*** SOURCE DOCUMENT

How to Backup an iPhone or iPad Before an Upgrade
With the new iPhones and iOS 12 all making their way into the world, now would be a good time to ensure you know how to backup your iPhone or iPad, and to ensure they are, in fact, backed up before upgrading to the shiny new stuff.
Here we will cover how to backup your iPhone and/or your your iPad both through iCloud and through iTunes.
Backing up with iCloud
An item of note before I explain the backup process: Apple has changed their iCloud storage tiers over time. You can see the current plans here, or by going to Settings → iCloud → Storage → Change Storage Plan.
For the US, the current plans and pricing are:
- 5 GB — Free (same as ever)
- 50 GB — $1/month
- 200 GB — $3/month
- 2 TB — $10/month
If you’re a regular iPhone / iPad / Mac user, you would likely get a lot of value from one of the paid plans. 50 GB will most likely cover the vast majority of people’s backup needs. If you have a bunch of photos, and/or if you want to use iCloud Drive for keeping all the files on your Mac in sync with your iPhone and iPad, then perhaps the 200GB or 2TB options would serve you better.

******

Translate this sentence from the iPhone backup guide into Spanish: "50 GB will most likely cover the vast majority of people’s backup needs." The listing that comes next has no connection to the iPhone backup guide.

*** PROVIDED MATERIAL

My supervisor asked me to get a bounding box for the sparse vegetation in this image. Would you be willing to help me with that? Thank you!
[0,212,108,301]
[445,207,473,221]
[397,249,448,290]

******

SOLUTION TO THE EXERCISE. Lo más probable es que 50 GB cubran la gran mayoría de las necesidades de copia de seguridad de las personas.